*TEXT FOR ANALYSIS*
Start of Block
In Hepatitis C, Could Shorter Treatment Regimens Become the New Norm?

Shorter duration could reduce the economic impact on health care spending and make treatment more convenient.

Shorter duration could reduce the economic impact on health care spending and make treatment more convenient.

In a phase 2a study, investigators Anita Kohli, MD, and colleagues associated with the National Institutes of Health (NIH) investigated a short-course 6-week regimen of sofosbuvir/ledipasvir (Harvoni) with placebo, or an experimental third agent.

Although existing direct-acting antivirals such as those in Harvoni target specific sites on the hepatitis C virus that hijack the virus's ability to persist in the body, NIH researchers posit that adding another targeted inhibitor might further shorten the virus's persistence. The experimental 3-drug regimens in the NIH trial incorporated either GS-9669 (Figure 1), which inhibits the NS5B “thumb” site; or GS-9451 (Figure 2), which inhibits the activity of HCV NS3/4A protease.

Current approved regimens with Harvoni range in length from 8 to 24 weeks, with the shortest 8-week course being recommended only for a certain small segment of patients—individuals with chronic hepatitis C virus infection (HCVI) with genotype 1 disease who have never received anti-HCV treatment before, do not have cirrhosis, and have HCV RNA serum levels lower than 6 million IU/mL before receipt of therapy.

Current therapies offer HCV cures within 8 to 12 weeks in the majority of cases, and 24 weeks of therapy in hard-to-treat cases. By contrast, before direct-acting agents were available (that is, prior to 2013), standard treatment for HCV infection consisted of weekly interferon injections in combination with oral ribavirin for at least 6 months and up to 1 year of therapy.

By adding a third drug to this treatment course, NIH investigators believe it may be possible to expand the group of patients eligible for short-course treatment while simultaneously decreasing the minimum length of therapy from 8 weeks to 6. Success with such a strategy would reduce the economic impact of anti-HCV treatment on the US government's health care spending, while simultaneously making treatment more convenient.

The clinical trial, registered under the designator NCT01805882, was imitated in January of 2013, and continued through December of the same year. A total of 60 patients were assigned equally to receive treatment with 1) sofosbuvir and ledipasvir for 12 weeks; 2) sofosbuvir, ledipasvir, and GS-9669 for 6 weeks; or 3) sofosbuvir, ledipasvir, and GS-9451 for 6 weeks.

Patients in each 20-patient group were all adults over the age of 18, and had chronic genotype 1 HCV infection with serum RNA concentrations exceeding 2000 IU/mL. Liver biopsy and ultrasonic liver elasticity scans as well as serum liver enzyme tests ensured that all patients in the trial were free of cirrhosis.

Patients in active treatment arms received the components of Harvoni (90 mg of ledipasvir and 400 mg of sofosbuvir daily) with either GS-9669 (as 2 tablets of 250 mg each, once daily), or GS-9451 (a single 80-mg tablet daily).
End of Block
*DATA*
Start of Block
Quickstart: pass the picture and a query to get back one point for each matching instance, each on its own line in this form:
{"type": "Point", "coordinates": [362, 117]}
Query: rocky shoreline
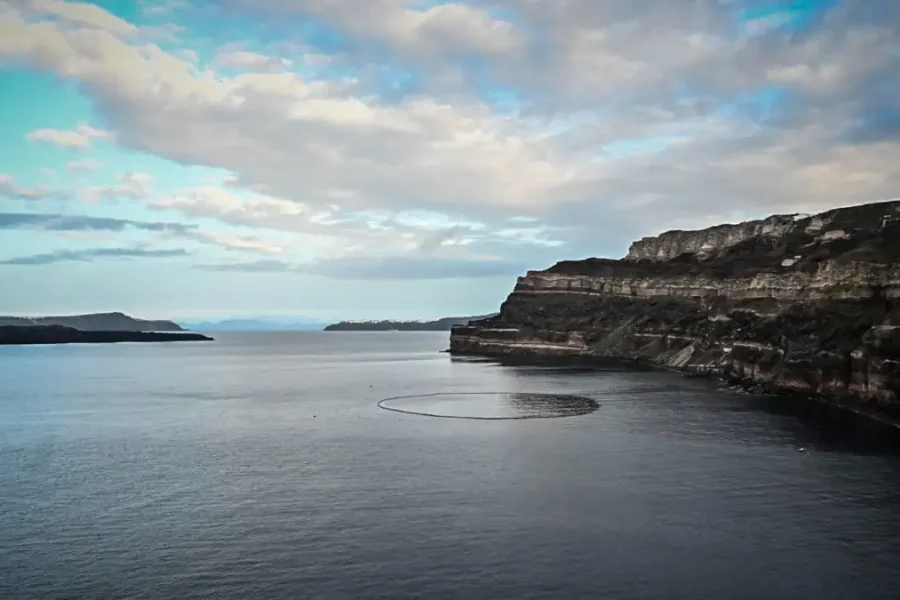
End of Block
*TASKS*
• a. Answer these questions using the hepatitis C treatment article:
(i) What did standard treatment for HCV infection consist of before direct-acting agents were available?
(ii) How many patients took part in the trial, and how many were in each group?
(iii) In what form and at what frequency did patients receive GS-9451?
• b. From the hepatitis C treatment article, extract the stretch from "Current therapies offer" through "year of therapy.".

*SOLVED PROBLEMS*
• a.
(i) Weekly interferon injections combined with oral ribavirin, for at least 6 months and up to 1 year.
(ii) 60 patients in total, assigned equally to three groups of 20.
(iii) A single 80-mg tablet daily.

• b.
Current therapies offer HCV cures within 8 to 12 weeks in the majority of cases, and 24 weeks of therapy in hard-to-treat cases. By contrast, before direct-acting agents were available (that is, prior to 2013), standard treatment for HCV infection consisted of weekly interferon injections in combination with oral ribavirin for at least 6 months and up to 1 year of therapy.